**Supplied passage:**
Margaret 'Meg', Lady Buckhaven, née Standen - Freddy's flighty 18-month-older sister; a very pretty lively blue-eyed wispy blonde with poor fashion sense; married less than a year to a Baron, her husband is newly departed as part of at least a year-long diplomatic mission to China, she is expecting their first child in several months; lives in the Buckhaven mansion in London's Berkeley Square; she is very fond of her doting affluent husband who is many years her senior.

Mr. Camille Evron, 'Chevalier d'Evron' - Kitty's handsome and fashionable French cousin, the son of her mother's brother, a gamester and adventurer on a visit to London and lodging in Duke Street, Kitty had previously only met her maternal uncle, Armand Evron, and Camille and his brother, André, once when they were children and they came uninvited to Arnside to see her and were speedily sent away by Mr. Penicuik; Camille spent his childhood in England so is very fluent in English; Camille's parents and brother live in France where his father owns several successful gaming establishments in Paris.
	
Miss Olivia Broughty - a very beautiful debutante, biddable but afraid of her mother, under extreme pressure to marry well, befriended by Kitty after a chance meeting when shopping; embarrassed by her mother's vulgar manners.

Mrs. Broughty - Olivia's mother, the widow of Oliver Broughty, a wellborn but not wealthy soldier ("loose screw") and she with a suspected scandalous past, not gently born herself, when she came to London to launch Olivia into society they were rejected by nobly born connections (a distant cousin of her husband's, Lady Batterstown, who is a friend of Lady Legerwood) and were left to stay with her vulgar sister's family, the Scortons, in Hans Crescent, an unfashionable part of town; encroaching, calculating and severely critical; her younger daughters are Amelia (15), Jane, and Selina, but the eldest, Olivia, was the loveliest.

**Given problem 1:** Gather every line of the entries that contains the word "rising", matching its case.
The character sketches and the entries come from unrelated sources.

**Data shown:**
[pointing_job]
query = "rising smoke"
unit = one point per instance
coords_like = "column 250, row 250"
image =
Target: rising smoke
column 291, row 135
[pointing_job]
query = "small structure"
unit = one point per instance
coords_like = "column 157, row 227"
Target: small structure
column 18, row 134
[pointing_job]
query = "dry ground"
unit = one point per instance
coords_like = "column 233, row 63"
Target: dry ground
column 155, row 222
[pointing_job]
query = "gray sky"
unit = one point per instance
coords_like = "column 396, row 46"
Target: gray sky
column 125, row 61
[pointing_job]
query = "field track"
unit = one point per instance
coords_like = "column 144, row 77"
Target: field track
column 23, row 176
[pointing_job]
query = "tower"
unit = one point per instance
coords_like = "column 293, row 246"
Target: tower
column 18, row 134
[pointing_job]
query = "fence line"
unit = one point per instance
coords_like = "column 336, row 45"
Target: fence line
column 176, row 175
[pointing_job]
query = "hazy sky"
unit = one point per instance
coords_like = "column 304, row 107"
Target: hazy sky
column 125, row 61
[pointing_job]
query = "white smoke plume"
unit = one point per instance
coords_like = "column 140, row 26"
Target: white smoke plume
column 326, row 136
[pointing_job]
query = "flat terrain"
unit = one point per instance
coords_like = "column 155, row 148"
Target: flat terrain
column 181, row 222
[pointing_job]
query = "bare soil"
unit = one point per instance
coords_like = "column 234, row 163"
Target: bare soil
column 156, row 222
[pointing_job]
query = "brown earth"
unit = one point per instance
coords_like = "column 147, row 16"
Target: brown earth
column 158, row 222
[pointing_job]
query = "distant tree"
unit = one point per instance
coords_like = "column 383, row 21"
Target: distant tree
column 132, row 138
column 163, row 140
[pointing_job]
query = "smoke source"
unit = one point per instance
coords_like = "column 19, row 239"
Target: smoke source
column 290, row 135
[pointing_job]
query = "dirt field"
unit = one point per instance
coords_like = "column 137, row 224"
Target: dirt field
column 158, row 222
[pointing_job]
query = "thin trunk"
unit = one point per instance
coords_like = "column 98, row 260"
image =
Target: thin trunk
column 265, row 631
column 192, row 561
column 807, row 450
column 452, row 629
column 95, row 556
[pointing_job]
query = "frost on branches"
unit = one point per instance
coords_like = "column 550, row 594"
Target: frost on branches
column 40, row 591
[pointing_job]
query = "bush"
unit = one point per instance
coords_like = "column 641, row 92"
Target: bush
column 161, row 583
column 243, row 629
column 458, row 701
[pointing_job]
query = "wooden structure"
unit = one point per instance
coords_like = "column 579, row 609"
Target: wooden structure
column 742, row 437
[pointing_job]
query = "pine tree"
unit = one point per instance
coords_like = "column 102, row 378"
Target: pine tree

**Given problem 2:** Reproduce the part of the character sketches between "Mrs. Broughty - Olivia's" and "was the loveliest.", inclusive, word for word.

**Worked solution 1:**
query = "rising smoke"
Target: rising smoke

**Worked solution 2:**
Mrs. Broughty - Olivia's mother, the widow of Oliver Broughty, a wellborn but not wealthy soldier ("loose screw") and she with a suspected scandalous past, not gently born herself, when she came to London to launch Olivia into society they were rejected by nobly born connections (a distant cousin of her husband's, Lady Batterstown, who is a friend of Lady Legerwood) and were left to stay with her vulgar sister's family, the Scortons, in Hans Crescent, an unfashionable part of town; encroaching, calculating and severely critical; her younger daughters are Amelia (15), Jane, and Selina, but the eldest, Olivia, was the loveliest.